### Goals
1. In the article on Singapore's Variable Capital Company, quote everything from "This article explores" down to "examples of success.".
2. According to the article on Singapore's Variable Capital Company, why can a VCC admit new investors and redeem investments easily? Answer in one to three sentences.

:: Selected extract ::

Singapore has rapidly emerged as a premier destination for hedge fund managers and high-net-worth investors. As of 2022, the city-state is Asia’s second-largest hedge fund hub, home to over 300 hedge funds managing more than US$210 billion in assets.
This prominence is underpinned by Singapore’s political stability, robust regulatory oversight, and investor-friendly tax regime – including an extensive network of tax treaties and no capital gains tax.
In recent years, Singapore’s introduction of the Variable Capital Company (VCC) structure has further enhanced its appeal.
The VCC is a game-changing fund vehicle designed to attract hedge funds and other investment funds to Singapore, offering flexibility and benefits comparable to traditional offshore domiciles.
This article explores why establishing a Singapore hedge fund via a VCC is advantageous, explains what a VCC is, outlines how to set one up, and highlights real-world examples of success.
What is a Variable Capital Company (VCC)?
A Variable Capital Company (VCC) is a specialized corporate structure for investment funds, launched in Singapore in January 2020 under the Variable Capital Companies Act.
Unlike a standard company, a VCC is tailored for collective investment schemes, allowing fund managers to house one or multiple sub-funds within a single legal entity.
Each sub-fund can have different investors and investment strategies while remaining segregated from others under the umbrella. The VCC framework is administered by the Accounting and Corporate Regulatory Authority (ACRA), with the Monetary Authority of Singapore (MAS) overseeing compliance in areas like anti-money laundering and the regulation of fund managers.
Notably, every VCC must be managed by a Permissible Fund Manager – i.e. a fund management company that is licensed or registered by MAS.
In essence, the VCC provides a legal wrapper that is purpose-built for funds, offering the flexibility of an open-ended or closed-ended fund structure (for mutual funds, hedge funds, private equity, real estate, etc.) within Singapore’s highly regarded regulatory environment.
Advantages of the VCC Structure for Hedge Funds in Singapore
The Singapore VCC offers numerous benefits that make it especially attractive for hedge funds and other investment vehicles. By combining corporate efficiency with fund-specific flexibilities, the VCC structure addresses many needs of fund managers and investors:
Flexible Capital and Redemptions
Unlike a traditional company with fixed capital, a VCC has a variable capital structure, which makes it easy to admit new investors and redeem investments.
Share capital can increase or decrease as investors come and go, facilitating subscriptions and redemptions without cumbersome procedures.
Redemptions do not require a solvency test and can be executed efficiently at net asset value, allowing hedge funds to meet investor liquidity demands more easily.
Umbrella Fund with Sub-Funds
Fund managers can establish a single VCC with multiple segregated sub-funds, each holding different portfolios or strategies.
This umbrella structure enables economies of scale – shared administration, service providers, and governance – while keeping assets and liabilities of each sub-fund legally ring-fenced.

:::
:: Stored data ::

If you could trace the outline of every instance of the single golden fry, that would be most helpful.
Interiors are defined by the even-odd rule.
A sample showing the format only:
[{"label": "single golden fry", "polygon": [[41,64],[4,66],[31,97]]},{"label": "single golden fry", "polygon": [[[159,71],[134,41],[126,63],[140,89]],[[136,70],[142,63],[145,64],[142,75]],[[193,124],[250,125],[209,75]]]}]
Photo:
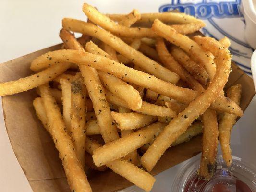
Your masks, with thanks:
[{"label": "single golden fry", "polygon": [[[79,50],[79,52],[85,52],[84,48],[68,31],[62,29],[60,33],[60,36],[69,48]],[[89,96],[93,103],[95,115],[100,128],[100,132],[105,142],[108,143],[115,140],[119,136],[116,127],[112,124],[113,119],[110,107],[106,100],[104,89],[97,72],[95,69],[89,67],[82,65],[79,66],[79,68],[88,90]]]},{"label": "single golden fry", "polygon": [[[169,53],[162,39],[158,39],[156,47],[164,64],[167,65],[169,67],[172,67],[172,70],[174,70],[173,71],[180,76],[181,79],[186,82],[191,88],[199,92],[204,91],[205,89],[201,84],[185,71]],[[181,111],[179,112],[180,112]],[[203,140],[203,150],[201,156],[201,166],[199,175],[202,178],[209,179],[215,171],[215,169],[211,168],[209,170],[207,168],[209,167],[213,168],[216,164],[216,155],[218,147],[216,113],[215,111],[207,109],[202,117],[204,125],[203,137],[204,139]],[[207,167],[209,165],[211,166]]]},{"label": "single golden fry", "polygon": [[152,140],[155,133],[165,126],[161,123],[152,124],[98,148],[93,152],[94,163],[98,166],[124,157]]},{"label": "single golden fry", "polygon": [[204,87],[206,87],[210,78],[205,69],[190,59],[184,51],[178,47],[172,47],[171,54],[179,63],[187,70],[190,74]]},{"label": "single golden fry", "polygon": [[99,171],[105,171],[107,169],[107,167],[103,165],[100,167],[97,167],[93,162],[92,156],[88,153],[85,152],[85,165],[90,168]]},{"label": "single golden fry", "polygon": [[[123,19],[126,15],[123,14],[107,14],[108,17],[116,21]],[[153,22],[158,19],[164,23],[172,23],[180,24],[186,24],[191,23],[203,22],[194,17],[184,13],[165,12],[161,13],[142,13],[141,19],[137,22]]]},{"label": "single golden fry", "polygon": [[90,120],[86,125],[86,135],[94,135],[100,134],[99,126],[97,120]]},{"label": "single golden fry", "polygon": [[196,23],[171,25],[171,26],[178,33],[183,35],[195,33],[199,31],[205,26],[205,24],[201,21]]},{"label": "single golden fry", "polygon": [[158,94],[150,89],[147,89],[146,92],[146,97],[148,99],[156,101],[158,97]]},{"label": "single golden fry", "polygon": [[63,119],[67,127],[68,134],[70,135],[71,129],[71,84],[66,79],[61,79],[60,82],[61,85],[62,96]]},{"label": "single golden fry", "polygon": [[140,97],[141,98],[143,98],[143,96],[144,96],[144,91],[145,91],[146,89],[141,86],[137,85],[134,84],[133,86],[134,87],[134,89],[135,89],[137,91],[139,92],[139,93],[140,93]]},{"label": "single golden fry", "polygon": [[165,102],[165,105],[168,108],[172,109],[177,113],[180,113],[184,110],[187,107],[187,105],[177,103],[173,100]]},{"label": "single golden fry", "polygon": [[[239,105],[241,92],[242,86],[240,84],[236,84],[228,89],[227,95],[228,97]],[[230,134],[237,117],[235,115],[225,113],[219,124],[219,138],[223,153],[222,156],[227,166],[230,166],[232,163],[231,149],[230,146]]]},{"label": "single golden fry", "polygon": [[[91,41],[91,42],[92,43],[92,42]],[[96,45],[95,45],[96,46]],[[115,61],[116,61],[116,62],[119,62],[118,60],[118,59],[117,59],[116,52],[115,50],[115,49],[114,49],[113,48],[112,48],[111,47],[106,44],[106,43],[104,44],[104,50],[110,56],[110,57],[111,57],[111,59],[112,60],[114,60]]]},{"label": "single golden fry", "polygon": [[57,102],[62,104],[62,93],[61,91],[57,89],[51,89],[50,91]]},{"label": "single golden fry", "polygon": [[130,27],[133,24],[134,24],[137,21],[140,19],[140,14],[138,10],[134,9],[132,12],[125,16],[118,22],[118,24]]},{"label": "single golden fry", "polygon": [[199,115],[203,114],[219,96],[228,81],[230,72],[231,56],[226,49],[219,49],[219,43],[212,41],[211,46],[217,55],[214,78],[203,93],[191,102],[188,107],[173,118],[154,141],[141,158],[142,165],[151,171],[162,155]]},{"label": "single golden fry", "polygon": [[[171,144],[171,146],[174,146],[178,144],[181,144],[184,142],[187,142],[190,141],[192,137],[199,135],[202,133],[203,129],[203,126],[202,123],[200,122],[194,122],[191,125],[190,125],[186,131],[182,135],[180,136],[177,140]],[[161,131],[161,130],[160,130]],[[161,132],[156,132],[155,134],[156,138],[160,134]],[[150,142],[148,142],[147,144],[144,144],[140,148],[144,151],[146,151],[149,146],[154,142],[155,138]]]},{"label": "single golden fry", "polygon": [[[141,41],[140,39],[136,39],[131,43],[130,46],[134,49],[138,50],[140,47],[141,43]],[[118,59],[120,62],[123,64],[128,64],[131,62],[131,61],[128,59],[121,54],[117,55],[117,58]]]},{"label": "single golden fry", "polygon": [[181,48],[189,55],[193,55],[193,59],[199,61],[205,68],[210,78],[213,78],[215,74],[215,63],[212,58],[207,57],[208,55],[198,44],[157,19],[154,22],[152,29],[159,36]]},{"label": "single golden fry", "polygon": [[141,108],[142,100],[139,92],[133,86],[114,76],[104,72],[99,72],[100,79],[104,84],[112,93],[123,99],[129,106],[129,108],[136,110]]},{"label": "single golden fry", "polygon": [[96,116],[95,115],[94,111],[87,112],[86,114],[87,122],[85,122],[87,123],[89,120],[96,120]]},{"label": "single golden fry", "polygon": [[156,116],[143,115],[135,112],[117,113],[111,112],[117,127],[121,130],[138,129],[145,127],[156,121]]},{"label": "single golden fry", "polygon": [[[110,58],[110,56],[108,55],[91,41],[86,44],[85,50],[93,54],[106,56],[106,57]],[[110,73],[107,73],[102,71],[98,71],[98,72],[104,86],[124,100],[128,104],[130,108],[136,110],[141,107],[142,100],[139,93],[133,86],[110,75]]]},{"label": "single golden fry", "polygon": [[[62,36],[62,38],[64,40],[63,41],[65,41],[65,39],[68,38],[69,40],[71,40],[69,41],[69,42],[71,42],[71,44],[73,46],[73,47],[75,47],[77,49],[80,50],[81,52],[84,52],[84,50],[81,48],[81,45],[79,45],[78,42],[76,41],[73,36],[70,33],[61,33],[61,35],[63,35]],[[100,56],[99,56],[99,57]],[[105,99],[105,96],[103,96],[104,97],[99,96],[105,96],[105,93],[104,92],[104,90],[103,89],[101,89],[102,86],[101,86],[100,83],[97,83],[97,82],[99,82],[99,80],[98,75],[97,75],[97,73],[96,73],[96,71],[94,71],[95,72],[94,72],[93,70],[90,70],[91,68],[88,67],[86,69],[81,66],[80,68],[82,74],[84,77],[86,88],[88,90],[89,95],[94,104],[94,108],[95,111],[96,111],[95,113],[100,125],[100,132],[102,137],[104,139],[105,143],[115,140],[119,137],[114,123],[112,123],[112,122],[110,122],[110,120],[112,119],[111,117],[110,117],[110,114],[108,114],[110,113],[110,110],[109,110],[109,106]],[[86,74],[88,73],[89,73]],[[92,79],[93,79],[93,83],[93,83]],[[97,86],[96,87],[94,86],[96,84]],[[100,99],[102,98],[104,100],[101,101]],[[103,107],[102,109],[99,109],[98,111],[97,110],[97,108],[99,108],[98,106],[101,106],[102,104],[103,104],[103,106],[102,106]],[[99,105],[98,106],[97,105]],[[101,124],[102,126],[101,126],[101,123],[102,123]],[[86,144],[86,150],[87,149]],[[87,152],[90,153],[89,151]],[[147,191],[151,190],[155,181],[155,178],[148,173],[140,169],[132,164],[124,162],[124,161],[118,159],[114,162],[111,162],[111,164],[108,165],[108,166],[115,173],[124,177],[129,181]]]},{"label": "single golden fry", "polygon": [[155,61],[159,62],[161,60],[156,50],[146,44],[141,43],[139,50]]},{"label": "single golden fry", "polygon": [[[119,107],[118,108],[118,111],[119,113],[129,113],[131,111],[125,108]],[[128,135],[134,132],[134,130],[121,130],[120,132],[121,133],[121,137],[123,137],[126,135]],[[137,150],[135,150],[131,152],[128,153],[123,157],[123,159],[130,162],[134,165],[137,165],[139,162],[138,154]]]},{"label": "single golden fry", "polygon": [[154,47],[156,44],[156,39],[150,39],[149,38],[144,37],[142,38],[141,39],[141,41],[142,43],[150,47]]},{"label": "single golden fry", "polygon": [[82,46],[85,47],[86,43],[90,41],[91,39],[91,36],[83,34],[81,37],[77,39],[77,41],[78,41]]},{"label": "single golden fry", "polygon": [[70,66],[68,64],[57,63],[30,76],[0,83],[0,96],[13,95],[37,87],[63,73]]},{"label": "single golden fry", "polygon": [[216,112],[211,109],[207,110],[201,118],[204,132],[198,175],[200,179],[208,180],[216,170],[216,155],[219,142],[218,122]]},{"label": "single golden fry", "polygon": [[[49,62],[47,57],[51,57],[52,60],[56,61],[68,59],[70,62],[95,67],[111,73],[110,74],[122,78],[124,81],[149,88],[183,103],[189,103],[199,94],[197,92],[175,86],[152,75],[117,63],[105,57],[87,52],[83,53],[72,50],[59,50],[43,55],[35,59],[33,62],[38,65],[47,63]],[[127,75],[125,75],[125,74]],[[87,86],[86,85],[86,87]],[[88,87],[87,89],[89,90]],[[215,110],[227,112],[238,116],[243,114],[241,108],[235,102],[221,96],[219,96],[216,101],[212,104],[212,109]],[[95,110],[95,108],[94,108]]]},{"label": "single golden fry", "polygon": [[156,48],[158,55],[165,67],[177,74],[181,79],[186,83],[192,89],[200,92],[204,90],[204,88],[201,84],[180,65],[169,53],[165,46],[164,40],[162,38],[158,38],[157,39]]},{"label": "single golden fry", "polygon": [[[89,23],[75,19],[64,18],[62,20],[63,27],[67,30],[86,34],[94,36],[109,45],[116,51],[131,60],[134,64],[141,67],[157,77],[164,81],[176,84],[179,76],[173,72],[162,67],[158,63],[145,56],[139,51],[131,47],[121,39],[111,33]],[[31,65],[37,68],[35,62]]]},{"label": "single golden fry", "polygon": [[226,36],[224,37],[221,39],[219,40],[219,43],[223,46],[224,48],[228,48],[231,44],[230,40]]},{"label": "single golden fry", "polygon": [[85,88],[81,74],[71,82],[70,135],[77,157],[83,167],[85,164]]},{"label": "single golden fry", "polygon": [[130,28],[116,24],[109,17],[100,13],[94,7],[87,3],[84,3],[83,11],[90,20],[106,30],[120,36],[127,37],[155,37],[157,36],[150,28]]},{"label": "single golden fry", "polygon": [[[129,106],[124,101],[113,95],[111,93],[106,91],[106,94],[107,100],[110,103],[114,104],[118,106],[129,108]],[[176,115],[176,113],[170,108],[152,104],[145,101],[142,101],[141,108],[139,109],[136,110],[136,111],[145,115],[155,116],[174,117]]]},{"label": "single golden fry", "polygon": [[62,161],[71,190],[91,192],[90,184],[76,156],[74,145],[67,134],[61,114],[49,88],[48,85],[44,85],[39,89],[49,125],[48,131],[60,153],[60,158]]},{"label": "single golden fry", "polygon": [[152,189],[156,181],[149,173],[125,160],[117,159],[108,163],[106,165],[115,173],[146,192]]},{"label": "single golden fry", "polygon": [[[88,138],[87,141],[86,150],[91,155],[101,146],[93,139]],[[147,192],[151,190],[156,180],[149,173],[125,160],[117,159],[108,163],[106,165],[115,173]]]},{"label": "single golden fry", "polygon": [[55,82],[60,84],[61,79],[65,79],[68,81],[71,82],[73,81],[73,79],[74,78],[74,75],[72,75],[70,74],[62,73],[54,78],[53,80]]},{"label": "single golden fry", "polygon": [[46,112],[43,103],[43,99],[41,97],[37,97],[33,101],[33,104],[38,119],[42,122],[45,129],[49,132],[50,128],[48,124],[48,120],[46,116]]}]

:::

### Solved problems
1.
This article explores why establishing a Singapore hedge fund via a VCC is advantageous, explains what a VCC is, outlines how to set one up, and highlights real-world examples of success.

2. A VCC has a variable capital structure rather than fixed capital, so its share capital can rise or fall as investors come and go. Redemptions need no solvency test and can be executed efficiently at net asset value.